*Exercise:* Nothing in the records may be altered, and no picture may be included. Restate them in full.

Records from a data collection
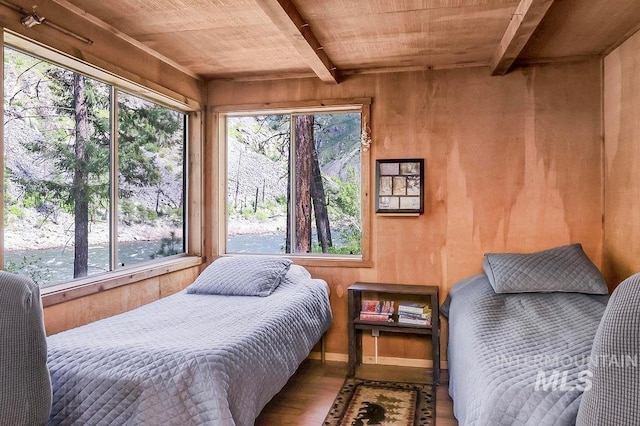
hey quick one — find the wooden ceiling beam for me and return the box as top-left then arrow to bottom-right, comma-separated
256,0 -> 340,84
490,0 -> 555,75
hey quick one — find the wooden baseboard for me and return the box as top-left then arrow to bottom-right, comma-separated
308,351 -> 448,369
363,355 -> 431,368
308,351 -> 348,362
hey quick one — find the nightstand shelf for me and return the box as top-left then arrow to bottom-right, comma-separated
354,318 -> 436,334
347,282 -> 440,384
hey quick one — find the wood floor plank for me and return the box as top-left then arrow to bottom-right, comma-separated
256,360 -> 458,425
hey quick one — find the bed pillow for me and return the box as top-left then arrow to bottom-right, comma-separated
483,243 -> 607,294
186,256 -> 292,296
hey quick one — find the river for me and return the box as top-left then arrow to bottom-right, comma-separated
6,231 -> 354,288
4,235 -> 284,288
4,239 -> 179,288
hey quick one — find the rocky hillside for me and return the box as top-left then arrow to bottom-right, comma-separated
227,136 -> 288,210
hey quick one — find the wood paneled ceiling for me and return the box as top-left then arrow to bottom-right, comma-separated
12,0 -> 640,82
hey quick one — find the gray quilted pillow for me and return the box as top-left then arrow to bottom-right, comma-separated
483,244 -> 607,294
186,256 -> 292,296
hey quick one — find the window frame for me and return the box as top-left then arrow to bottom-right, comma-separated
215,99 -> 372,268
1,32 -> 203,301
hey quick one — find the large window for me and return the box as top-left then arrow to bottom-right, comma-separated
3,46 -> 186,288
224,108 -> 364,257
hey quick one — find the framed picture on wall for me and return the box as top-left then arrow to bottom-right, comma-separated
375,159 -> 424,214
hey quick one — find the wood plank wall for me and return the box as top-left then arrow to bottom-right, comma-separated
43,266 -> 201,336
0,0 -> 609,363
603,29 -> 640,289
207,61 -> 604,364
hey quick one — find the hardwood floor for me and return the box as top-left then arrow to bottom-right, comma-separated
255,360 -> 458,425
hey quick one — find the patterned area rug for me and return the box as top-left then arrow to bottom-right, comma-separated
323,378 -> 435,426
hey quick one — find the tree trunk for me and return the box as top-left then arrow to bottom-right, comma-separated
294,115 -> 314,253
285,156 -> 291,253
73,73 -> 89,278
311,141 -> 332,252
234,150 -> 242,210
254,187 -> 259,212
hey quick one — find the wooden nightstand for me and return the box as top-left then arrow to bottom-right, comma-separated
347,282 -> 440,384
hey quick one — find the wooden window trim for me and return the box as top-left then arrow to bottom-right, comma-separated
218,253 -> 372,268
41,255 -> 202,307
4,31 -> 201,112
211,97 -> 371,114
215,98 -> 372,266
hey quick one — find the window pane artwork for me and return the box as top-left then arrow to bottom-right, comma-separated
375,159 -> 424,214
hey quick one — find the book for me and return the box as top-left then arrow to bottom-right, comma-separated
359,312 -> 393,322
398,302 -> 430,315
361,299 -> 394,315
397,316 -> 431,326
398,311 -> 431,321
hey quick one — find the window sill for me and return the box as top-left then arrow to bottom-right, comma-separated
292,255 -> 372,268
41,255 -> 203,307
222,253 -> 372,269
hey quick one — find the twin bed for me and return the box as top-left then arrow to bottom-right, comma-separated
46,257 -> 332,425
44,244 -> 621,425
444,244 -> 611,425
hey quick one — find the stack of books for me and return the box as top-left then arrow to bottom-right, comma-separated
397,302 -> 432,326
359,299 -> 394,322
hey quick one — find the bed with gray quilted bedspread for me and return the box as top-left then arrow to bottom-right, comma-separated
446,274 -> 608,426
46,266 -> 332,426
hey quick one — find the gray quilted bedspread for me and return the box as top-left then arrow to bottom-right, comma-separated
446,274 -> 608,426
46,270 -> 332,426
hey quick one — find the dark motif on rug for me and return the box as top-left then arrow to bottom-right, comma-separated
354,401 -> 386,425
323,378 -> 435,426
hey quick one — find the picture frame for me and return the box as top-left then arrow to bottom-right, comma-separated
375,158 -> 424,214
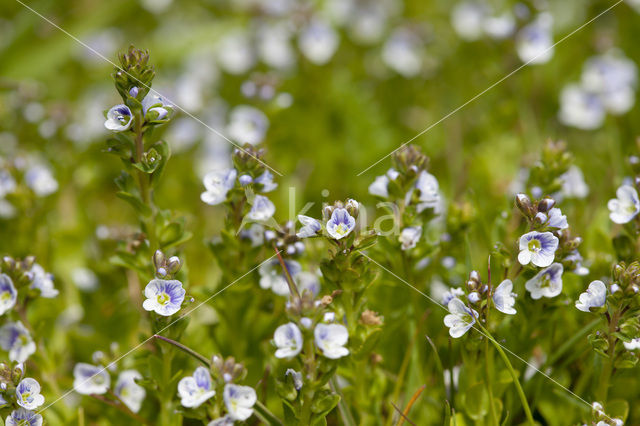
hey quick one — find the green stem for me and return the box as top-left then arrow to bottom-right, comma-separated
253,400 -> 284,425
477,323 -> 534,426
152,334 -> 211,366
273,244 -> 300,300
133,112 -> 156,250
484,337 -> 499,426
597,309 -> 621,403
159,346 -> 176,426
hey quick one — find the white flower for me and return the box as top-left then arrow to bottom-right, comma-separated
178,366 -> 216,408
28,264 -> 58,298
274,323 -> 303,358
246,195 -> 275,221
516,15 -> 554,65
240,223 -> 264,247
483,13 -> 516,40
297,215 -> 322,238
525,263 -> 563,300
71,267 -> 99,292
441,287 -> 465,306
368,174 -> 389,197
216,32 -> 255,75
314,323 -> 349,359
298,18 -> 339,65
224,384 -> 257,421
5,408 -> 42,426
105,104 -> 133,131
582,52 -> 637,115
227,105 -> 269,145
15,378 -> 44,410
558,84 -> 605,130
444,298 -> 478,338
326,208 -> 356,240
254,170 -> 278,192
142,94 -> 171,120
399,226 -> 422,250
73,363 -> 110,395
0,322 -> 36,363
575,280 -> 607,312
608,185 -> 640,224
259,259 -> 301,296
257,22 -> 296,70
493,279 -> 517,315
546,208 -> 568,229
0,169 -> 16,198
142,279 -> 186,316
285,369 -> 303,390
624,338 -> 640,351
201,169 -> 237,206
294,271 -> 321,296
451,2 -> 487,41
413,171 -> 440,213
517,231 -> 559,267
115,370 -> 146,413
25,164 -> 58,197
0,274 -> 17,315
382,28 -> 422,78
560,166 -> 589,199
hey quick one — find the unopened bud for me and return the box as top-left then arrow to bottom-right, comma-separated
153,250 -> 165,270
167,256 -> 181,274
537,197 -> 556,213
515,193 -> 533,217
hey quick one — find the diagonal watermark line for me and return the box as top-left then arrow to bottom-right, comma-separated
356,0 -> 624,177
37,252 -> 280,414
362,253 -> 597,412
13,0 -> 283,177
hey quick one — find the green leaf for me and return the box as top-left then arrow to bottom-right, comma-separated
463,382 -> 488,420
607,399 -> 629,423
116,191 -> 152,217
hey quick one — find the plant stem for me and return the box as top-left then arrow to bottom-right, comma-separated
484,337 -> 499,426
273,244 -> 300,300
152,334 -> 211,367
597,309 -> 621,403
477,323 -> 534,426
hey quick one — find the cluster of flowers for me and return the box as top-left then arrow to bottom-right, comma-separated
176,357 -> 258,424
440,193 -> 589,338
0,257 -> 59,363
0,363 -> 47,426
274,315 -> 349,361
104,91 -> 172,133
451,1 -> 554,65
0,257 -> 60,425
559,50 -> 637,130
368,146 -> 441,251
73,362 -> 146,414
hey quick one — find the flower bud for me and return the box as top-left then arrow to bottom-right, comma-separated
537,197 -> 556,213
345,198 -> 359,218
468,292 -> 481,303
238,174 -> 253,186
153,250 -> 165,270
534,212 -> 547,226
515,193 -> 533,217
167,256 -> 181,274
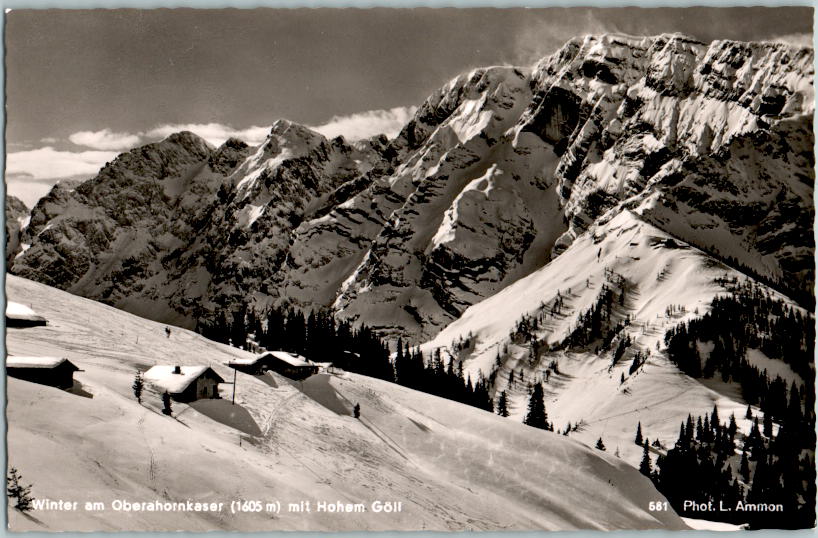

*Result:*
hey quick one — find the wooden ceiling beam for me and return the box as top-left then arrow to bottom-right, comma-separated
256,0 -> 340,84
490,0 -> 555,75
hey quick one — find the wooden baseboard for me and return the box as top-left then arrow to bottom-right, comma-separated
308,351 -> 448,369
363,355 -> 431,368
308,351 -> 348,362
hey quick one — find the nightstand shelf for me and return the box as top-left then arrow to bottom-right, comma-separated
354,318 -> 436,334
347,282 -> 440,384
hey quick one — find the wood floor plank for me and return the box as top-left then arrow to bottom-right, comma-separated
256,360 -> 458,425
hey quick one — find the bed pillow for me and return the box as top-left then arrow to bottom-right, comma-separated
483,243 -> 607,294
186,256 -> 292,296
hey quick one — find the river for me and return the box as top-left then arrow to bottom-right, comma-separated
6,231 -> 354,288
4,235 -> 284,288
4,239 -> 179,288
hey quick one — find the rocky hillside for me and return the box as top-left then arrow to bottom-right, comma-separated
227,136 -> 288,210
hey quick one — find the wood paneled ceiling for me and return the box as top-left then arrow to bottom-right, comma-separated
12,0 -> 640,82
hey quick one — find the gray quilted pillow for me and return the box as top-left then arrow to bottom-right, comma-separated
483,244 -> 607,294
186,256 -> 292,296
hey quick one — find the window frame for me and return the box as top-left then arrow to bottom-right, comma-separated
215,99 -> 372,268
1,32 -> 203,301
hey quick one — find the large window for me and return the box as top-left then arrow to bottom-right, comma-separated
3,46 -> 186,288
224,108 -> 364,257
hey quick one — find the framed picture on wall for me and return the box as top-left then arrow to bottom-right, comma-separated
375,159 -> 424,214
hey quick one — find the wood plank wall for me and return the box as top-left then arrow to bottom-right, comma-separated
43,266 -> 201,336
0,0 -> 609,363
603,29 -> 640,289
207,61 -> 604,364
hey quick one — find the hardwood floor for me and return the box as top-left then arrow to bottom-right, comma-separated
255,360 -> 458,425
hey quick one — find the patterned area rug for me and return the box as top-left then arrow to bottom-right, comma-separated
323,378 -> 435,426
hey quick one — find the tree trunk for me and return the box as top-left then arrow to bottom-right, comma-separated
294,115 -> 314,253
285,156 -> 291,253
73,73 -> 89,278
311,141 -> 332,252
234,150 -> 242,210
254,187 -> 259,212
hey quick one — find the wooden nightstand for me and return the box as top-left then arrow to bottom-right, comma-separated
347,282 -> 440,384
hey quick one — find the wooden window trim for me and return the box as top-left then arrow to bottom-right, comma-separated
218,253 -> 372,268
41,255 -> 202,307
4,31 -> 201,112
211,97 -> 371,114
215,98 -> 372,266
hey quick one — find the window pane artwork for me and return the box as top-left then arrow to bottom-right, comma-separated
375,159 -> 424,214
hey quick one — find the book for me and return the box as top-left then arrow to bottom-right, comma-separated
359,312 -> 393,322
398,302 -> 430,315
361,299 -> 394,315
397,316 -> 431,326
398,311 -> 431,321
hey quick one — find the window sill for me and return the box as top-left then arrow to bottom-right, comma-separated
292,255 -> 372,268
41,255 -> 203,307
222,253 -> 372,269
hey quick one — find the twin bed for me and return the box as top-left then arrow to bottom-right, comma-separated
46,257 -> 332,425
44,244 -> 621,425
444,244 -> 611,425
hey quick one — find the stack of books for me and return the box as top-left then arrow to bottom-right, comma-separated
397,302 -> 432,326
359,299 -> 394,322
hey quick one — find the bed with gray quilted bedspread for me and return the box as top-left then arrow to bottom-right, comma-separated
446,274 -> 608,426
46,266 -> 332,426
hey quick one — find the gray quilted bedspread for me and return the box as top-left then arrow to bottom-right, comma-separated
446,274 -> 608,426
46,270 -> 332,426
hey quick one — find the dark motif on rug for me and return the box as top-left then arrow to bottom-right, comma-separated
354,401 -> 386,425
323,378 -> 435,426
hey quick one — find the picture frame for me and return the box as top-left then arrow to bottom-right, comma-separated
375,158 -> 424,214
hey quick one — find the green stem for me and return the box as top-left then arrow to bottom-right, comma-separated
253,400 -> 284,425
477,323 -> 534,426
152,334 -> 211,366
273,244 -> 300,300
133,112 -> 156,250
484,337 -> 499,426
597,309 -> 621,403
159,346 -> 176,426
hey quick one — find the white flower for me and return the box as top-left then arrow to bottom-right, comma-separated
178,366 -> 216,408
28,264 -> 58,298
274,323 -> 303,358
246,195 -> 275,221
516,15 -> 554,65
240,223 -> 264,247
483,13 -> 516,40
297,215 -> 322,238
525,263 -> 563,300
71,267 -> 99,292
441,287 -> 465,306
368,174 -> 389,197
216,32 -> 255,75
314,323 -> 349,359
298,18 -> 339,65
224,384 -> 257,421
5,408 -> 42,426
105,104 -> 133,131
582,52 -> 637,115
227,105 -> 269,145
15,378 -> 44,410
558,84 -> 605,130
444,298 -> 478,338
326,208 -> 356,240
254,170 -> 278,192
142,94 -> 171,120
399,226 -> 422,250
73,363 -> 110,395
0,322 -> 36,363
575,280 -> 607,312
608,185 -> 640,224
259,259 -> 301,296
257,22 -> 296,70
493,279 -> 517,315
546,208 -> 568,229
0,169 -> 16,198
142,279 -> 186,316
285,369 -> 303,390
624,338 -> 640,351
201,169 -> 237,206
294,271 -> 321,296
451,2 -> 487,41
413,171 -> 440,213
517,231 -> 559,267
115,370 -> 146,413
25,164 -> 58,197
0,274 -> 17,315
382,28 -> 422,78
560,166 -> 589,199
hey quick one — find the unopened bud for me and return the box as top-left then arrow to bottom-right, comma-separated
153,250 -> 165,270
167,256 -> 181,274
537,197 -> 556,213
515,193 -> 533,217
hey quick one — find the diagonal watermark line for me and return the box as top-left then arrow to bottom-right, comma-separated
356,0 -> 624,177
37,252 -> 280,414
362,253 -> 597,412
13,0 -> 283,177
hey quick one — find the green leaf for me and return the box as top-left then arrow to bottom-right, comma-separated
463,382 -> 488,420
607,399 -> 629,423
116,191 -> 152,217
hey quick one — find the plant stem for me and return the box as top-left then arrow to bottom-right, comma-separated
484,337 -> 499,426
273,244 -> 300,300
152,334 -> 211,367
597,309 -> 621,403
477,323 -> 534,426
hey quick one — find the cluster of flowers for me and return the box as top-left then arrow to bottom-right, comma-separated
176,357 -> 258,424
440,193 -> 589,338
0,257 -> 59,363
0,363 -> 47,426
274,315 -> 349,361
104,91 -> 172,133
451,1 -> 554,65
0,257 -> 60,425
559,50 -> 637,130
368,146 -> 441,251
73,362 -> 146,414
hey quick one — find the flower bud for me and return the box as top-left then arrow to bottom-right, comma-separated
537,197 -> 556,213
345,198 -> 359,218
468,292 -> 481,303
238,174 -> 253,186
153,250 -> 165,270
534,212 -> 547,226
515,193 -> 533,217
167,256 -> 181,274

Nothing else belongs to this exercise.